Task to carry out: Extend the Jackson Galaxy interview below, writing on from its last line.
==== Exercise text ====
Catify to Satisfy: A Q&A With Cat Expert Jackson Galaxy

Just in time for Halloween, I’ve interviewed Jackson Galaxy, mojo-licious host of Animal Planet’s wildly popular My Cat From Hell and co-author of the new book, Catify to Satisfy. The twenty-minute chat was in advance of his upcoming appearance at next month’s Miami Book Fair, for which I’m preparing a small Miami Herald piece. 

True opportunist that I am, I thought I’d offer you some of the interview’s juicier outtakes here on Dolittler. 

Is your cat "from hell"? Let's hope not. But if s/he is, Jackson's probably got a solution.

Is your cat "from hell"? Let's hope not. But if s/he is, Jackson's probably got a solution.

Lots of off-topic digressions, conversational wormholes and pseudo-veterinary detours ensued in the [heavy] editing of this transcript. Due to the semi-impromptu nature of this interview, however (I was on the Stairmaster when Jackson’s peeps called), you’ll only get the stuff I managed to capture on paper. Enjoy!

PK: I have one very indiscreet question for you: What is vet medicine doing wrong? 

JG: Oh My God you’re going to get me into so much trouble!!

PK: OK, OK! [insert evil laugh here] 

JG: And that evil laugh doesn’t help! 

PK: OK so maybe you can tell me what veterinary medicine is doing right.

JG: Veterinary medicine is moving in a good direction. Vets now know they're not seeing enough cat patients –– and that’s bad for cats. They’re starting to understand that getting the cat to the vet is traumatic and that once they’re there it’s twice as traumatic. This awareness is definitely a good thing for vets. 

PK: I know it’s better at the national level but it’s so frustrating that we’re still so behind the times –– especially in my area. Did you know we have zero cat hospitals here?

JG: What’s that all about, do you think?

PK: In my area it’s probably to do with the fact that there are a lot of Hispanics and people from developing countries who have a different cultural conception of cats. I’m Cuban so I know what I’m talking about. Lots of my family think this way. They just don’t conceive of cats as indoor animals. Cats live out-of-doors. They fend for themselves. They go to the vet only when things go really wrong. If they’re lucky.
==== Provided material ====
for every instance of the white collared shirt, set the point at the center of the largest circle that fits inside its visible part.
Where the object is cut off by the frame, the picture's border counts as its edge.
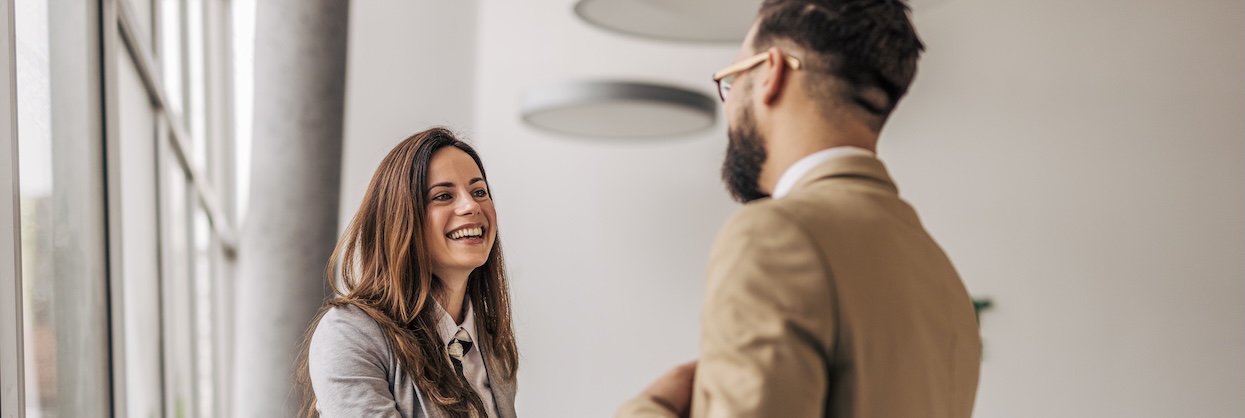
(809, 162)
(473, 363)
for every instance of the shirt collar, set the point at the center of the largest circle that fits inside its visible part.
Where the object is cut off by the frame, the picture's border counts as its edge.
(808, 163)
(447, 326)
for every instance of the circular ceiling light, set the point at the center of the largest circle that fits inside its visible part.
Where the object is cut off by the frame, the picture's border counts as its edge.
(618, 110)
(674, 20)
(682, 20)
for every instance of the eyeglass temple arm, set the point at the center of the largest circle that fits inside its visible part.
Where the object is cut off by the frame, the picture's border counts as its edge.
(747, 64)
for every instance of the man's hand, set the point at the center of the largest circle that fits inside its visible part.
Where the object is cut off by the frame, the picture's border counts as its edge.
(675, 388)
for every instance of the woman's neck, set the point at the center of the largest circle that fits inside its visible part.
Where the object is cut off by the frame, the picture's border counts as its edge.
(451, 296)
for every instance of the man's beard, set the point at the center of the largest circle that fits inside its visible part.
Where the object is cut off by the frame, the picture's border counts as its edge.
(745, 156)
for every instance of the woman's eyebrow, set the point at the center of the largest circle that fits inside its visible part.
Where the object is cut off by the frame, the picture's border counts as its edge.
(451, 184)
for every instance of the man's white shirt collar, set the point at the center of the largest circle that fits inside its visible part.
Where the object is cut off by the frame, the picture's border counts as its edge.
(808, 163)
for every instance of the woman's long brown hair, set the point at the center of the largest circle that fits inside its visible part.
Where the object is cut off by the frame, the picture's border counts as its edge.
(385, 271)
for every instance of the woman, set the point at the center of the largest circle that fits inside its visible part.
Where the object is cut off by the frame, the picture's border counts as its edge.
(422, 324)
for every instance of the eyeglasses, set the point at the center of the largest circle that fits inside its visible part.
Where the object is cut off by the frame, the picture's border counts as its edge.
(727, 75)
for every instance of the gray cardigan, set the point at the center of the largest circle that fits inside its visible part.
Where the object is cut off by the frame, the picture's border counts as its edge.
(354, 372)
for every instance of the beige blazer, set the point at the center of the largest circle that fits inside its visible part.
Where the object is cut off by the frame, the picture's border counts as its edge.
(832, 301)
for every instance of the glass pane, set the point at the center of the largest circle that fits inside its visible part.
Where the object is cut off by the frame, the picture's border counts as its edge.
(203, 312)
(142, 10)
(140, 241)
(61, 198)
(196, 83)
(171, 52)
(244, 85)
(177, 285)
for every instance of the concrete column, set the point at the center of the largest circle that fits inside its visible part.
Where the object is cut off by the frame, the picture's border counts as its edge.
(291, 222)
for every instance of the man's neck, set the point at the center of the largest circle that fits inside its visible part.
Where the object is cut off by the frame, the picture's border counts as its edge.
(788, 142)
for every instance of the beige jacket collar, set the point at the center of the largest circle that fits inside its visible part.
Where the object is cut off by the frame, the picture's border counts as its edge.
(863, 167)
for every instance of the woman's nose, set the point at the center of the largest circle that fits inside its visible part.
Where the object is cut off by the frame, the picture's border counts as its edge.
(467, 207)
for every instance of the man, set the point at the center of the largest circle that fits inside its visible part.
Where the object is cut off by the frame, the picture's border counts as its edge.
(826, 296)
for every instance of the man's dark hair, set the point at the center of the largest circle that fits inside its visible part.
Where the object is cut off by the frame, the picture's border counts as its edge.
(868, 45)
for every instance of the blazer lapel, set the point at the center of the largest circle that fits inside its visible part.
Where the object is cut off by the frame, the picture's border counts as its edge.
(503, 388)
(860, 167)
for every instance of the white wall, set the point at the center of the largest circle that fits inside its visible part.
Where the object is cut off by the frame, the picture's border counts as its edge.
(412, 66)
(1082, 162)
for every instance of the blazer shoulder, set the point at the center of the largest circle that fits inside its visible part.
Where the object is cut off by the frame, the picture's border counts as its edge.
(347, 325)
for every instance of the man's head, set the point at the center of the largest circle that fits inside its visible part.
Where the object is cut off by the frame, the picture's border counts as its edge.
(853, 61)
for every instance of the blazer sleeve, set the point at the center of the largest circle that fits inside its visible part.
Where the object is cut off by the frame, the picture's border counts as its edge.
(645, 407)
(768, 321)
(349, 366)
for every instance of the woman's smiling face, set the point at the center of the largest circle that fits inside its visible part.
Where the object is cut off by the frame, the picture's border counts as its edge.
(460, 220)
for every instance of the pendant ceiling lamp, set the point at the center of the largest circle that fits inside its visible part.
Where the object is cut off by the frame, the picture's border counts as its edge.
(672, 20)
(682, 20)
(618, 110)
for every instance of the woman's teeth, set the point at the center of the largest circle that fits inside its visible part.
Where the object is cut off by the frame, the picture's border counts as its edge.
(467, 233)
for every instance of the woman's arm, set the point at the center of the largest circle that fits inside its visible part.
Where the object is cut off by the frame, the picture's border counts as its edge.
(349, 362)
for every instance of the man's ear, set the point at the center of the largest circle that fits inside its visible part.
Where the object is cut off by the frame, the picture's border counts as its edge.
(776, 72)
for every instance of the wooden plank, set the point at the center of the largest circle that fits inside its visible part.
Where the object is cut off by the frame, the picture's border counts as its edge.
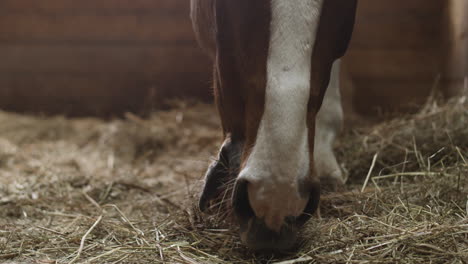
(94, 28)
(169, 60)
(397, 33)
(376, 96)
(99, 94)
(393, 63)
(380, 7)
(61, 6)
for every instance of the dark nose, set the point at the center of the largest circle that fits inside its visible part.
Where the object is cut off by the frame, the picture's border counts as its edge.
(256, 235)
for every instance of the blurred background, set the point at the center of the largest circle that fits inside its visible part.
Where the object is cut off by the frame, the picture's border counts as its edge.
(107, 57)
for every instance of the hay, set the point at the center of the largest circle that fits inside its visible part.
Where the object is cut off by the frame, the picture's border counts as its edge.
(124, 191)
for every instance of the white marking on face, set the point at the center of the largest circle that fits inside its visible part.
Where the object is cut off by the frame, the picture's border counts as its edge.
(280, 157)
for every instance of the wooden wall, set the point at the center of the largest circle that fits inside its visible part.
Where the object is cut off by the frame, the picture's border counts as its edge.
(97, 56)
(395, 56)
(110, 56)
(456, 46)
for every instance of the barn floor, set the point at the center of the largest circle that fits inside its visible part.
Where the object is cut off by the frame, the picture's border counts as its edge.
(124, 191)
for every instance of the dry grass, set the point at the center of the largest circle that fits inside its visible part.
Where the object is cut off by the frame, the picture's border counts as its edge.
(93, 191)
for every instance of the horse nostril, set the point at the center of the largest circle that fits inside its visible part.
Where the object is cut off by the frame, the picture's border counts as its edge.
(313, 188)
(240, 201)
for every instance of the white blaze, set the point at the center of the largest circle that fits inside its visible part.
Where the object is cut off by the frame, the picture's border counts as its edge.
(280, 156)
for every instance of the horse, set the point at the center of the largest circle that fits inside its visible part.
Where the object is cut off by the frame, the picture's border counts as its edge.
(276, 66)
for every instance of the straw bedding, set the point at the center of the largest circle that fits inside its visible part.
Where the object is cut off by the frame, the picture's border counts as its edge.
(124, 191)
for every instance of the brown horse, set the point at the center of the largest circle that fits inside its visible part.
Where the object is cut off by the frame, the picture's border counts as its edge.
(272, 65)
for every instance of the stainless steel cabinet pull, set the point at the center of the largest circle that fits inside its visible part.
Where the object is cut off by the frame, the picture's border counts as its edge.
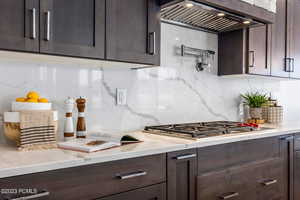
(48, 21)
(182, 157)
(132, 175)
(229, 196)
(33, 36)
(289, 65)
(35, 196)
(152, 47)
(271, 182)
(253, 58)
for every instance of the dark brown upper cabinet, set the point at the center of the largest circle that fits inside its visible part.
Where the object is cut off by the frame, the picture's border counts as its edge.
(278, 32)
(19, 25)
(73, 28)
(293, 38)
(133, 31)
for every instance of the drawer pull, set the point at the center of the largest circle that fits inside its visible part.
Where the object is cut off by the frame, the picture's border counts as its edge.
(35, 196)
(271, 182)
(185, 156)
(131, 175)
(229, 196)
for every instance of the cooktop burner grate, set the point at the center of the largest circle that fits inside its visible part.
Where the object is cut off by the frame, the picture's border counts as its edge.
(199, 130)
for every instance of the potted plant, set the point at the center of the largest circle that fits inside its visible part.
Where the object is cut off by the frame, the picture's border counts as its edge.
(255, 101)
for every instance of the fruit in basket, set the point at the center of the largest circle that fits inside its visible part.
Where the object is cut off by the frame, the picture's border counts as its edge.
(21, 99)
(32, 101)
(33, 95)
(43, 100)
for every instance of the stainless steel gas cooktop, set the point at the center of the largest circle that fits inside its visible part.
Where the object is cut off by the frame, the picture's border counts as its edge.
(202, 129)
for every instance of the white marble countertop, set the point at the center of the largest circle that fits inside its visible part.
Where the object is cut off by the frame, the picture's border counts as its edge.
(15, 163)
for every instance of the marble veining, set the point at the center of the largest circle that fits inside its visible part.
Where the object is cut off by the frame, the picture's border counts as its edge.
(172, 93)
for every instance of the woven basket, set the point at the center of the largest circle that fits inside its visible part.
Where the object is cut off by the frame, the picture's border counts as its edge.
(275, 115)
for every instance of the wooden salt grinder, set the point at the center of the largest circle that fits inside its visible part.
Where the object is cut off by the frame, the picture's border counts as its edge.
(81, 126)
(69, 128)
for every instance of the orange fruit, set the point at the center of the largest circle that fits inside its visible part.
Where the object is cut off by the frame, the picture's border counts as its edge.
(33, 95)
(43, 100)
(20, 99)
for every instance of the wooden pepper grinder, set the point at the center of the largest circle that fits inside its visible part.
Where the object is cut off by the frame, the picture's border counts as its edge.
(69, 126)
(81, 126)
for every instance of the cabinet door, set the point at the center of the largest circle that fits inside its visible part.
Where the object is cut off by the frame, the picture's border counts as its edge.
(182, 172)
(156, 192)
(73, 27)
(297, 175)
(279, 41)
(259, 51)
(287, 155)
(133, 31)
(19, 25)
(293, 38)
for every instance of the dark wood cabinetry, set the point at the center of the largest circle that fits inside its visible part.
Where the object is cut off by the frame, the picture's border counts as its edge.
(73, 29)
(259, 50)
(182, 171)
(95, 181)
(19, 25)
(117, 30)
(156, 192)
(248, 170)
(133, 31)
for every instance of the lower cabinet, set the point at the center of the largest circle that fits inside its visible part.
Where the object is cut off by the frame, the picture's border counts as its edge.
(156, 192)
(257, 181)
(297, 175)
(248, 170)
(181, 174)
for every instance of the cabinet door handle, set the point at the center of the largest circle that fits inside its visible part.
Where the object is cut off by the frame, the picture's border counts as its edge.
(152, 46)
(131, 175)
(253, 58)
(289, 65)
(182, 157)
(33, 12)
(268, 183)
(35, 196)
(229, 196)
(48, 21)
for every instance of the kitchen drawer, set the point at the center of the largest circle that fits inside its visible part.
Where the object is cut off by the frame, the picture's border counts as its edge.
(297, 142)
(155, 192)
(260, 181)
(220, 157)
(270, 181)
(95, 181)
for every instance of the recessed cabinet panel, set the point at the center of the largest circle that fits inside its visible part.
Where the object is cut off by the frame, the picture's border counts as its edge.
(19, 25)
(258, 51)
(73, 27)
(133, 31)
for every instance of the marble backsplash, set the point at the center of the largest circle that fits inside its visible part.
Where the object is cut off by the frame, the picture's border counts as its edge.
(172, 93)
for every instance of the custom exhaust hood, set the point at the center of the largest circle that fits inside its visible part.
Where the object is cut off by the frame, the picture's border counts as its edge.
(200, 16)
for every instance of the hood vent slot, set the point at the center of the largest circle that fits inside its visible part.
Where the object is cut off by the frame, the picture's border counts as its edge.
(204, 17)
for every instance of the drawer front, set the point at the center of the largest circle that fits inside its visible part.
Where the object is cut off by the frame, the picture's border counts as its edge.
(156, 192)
(220, 157)
(232, 184)
(270, 181)
(297, 142)
(260, 181)
(95, 181)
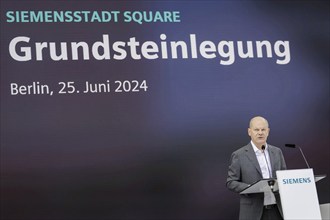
====
Solved exercise:
JG: You know I just traveled through Latin America and Asia and I found the same thing. But we have to be able to look at what they’re doing and say, you know, it’s not necessarily wrong. Here in America cats are part of the indoors but that’s not necessarily the case everywhere. We have to be able to look at that model and see what about it works for them so we can make things better for cats over here.  

PK: That makes a lot of sense. I mean, I definitely don’t lecture my clients who think this way. I’m just grateful I get a chance to see these cats at all. But back to the vet visit thing, I agree it’s scary in here for cats. That’s why in our upcoming renovations we’re building a whole separate cat side so they don’t ever intersect with dogs.

JG: Designing for cats is definitely starting to happen in vet hospitals –– building separate spaces for cats, making things more comfortable for them, quieter … 

(A digression about Jackson’s Catify to Satisfy book ensued. So you know, this book is all about designing your house so it appeals more to the heights-, tunnel- and obstacle-loving felines it hosts –– which, incidentally, makes it look like you’re playing a cat-sized game of Chutes and Ladders in its rafters. You must get it if you live with cats!) 

PK: So what else would you say to veterinarians if you had the chance?

JG: It’s funny that you ask because at the beginning, when I was starting out, I couldn’t get very many vets to listen to what I had to say. Now vets are starting to look outside their own practices for help on cat issues. Back to biologically appropriate cat issues [refers back to my question for The Miami Herald], I would hope they’d at least start to agree on issues surrounding nutrition. 

PK: Good luck! We can’t even talk about nutrition among ourselves without raising our voices. I mean, I can’t even mention raw food diets in front of veterinarians. There’s an incredible degree of intolerance and close-mindedness out there on the subject of nutrition.

JG: I think it’s inevitable that when we all talk about what cats really need –– about what’s biologically correct –– we’ll realize that we’re getting to the same place. If we take [biological needs] as our starting point, then it’ll be indisputable what’s right. From that point forward, as professionals, we make our own choices. 

[At this point we’re interrupted by Jackson’s PR people, informing me that my time is up.]

PK: No problem! I think I got more than my twenty-minutes’ worth anyway. See you next month!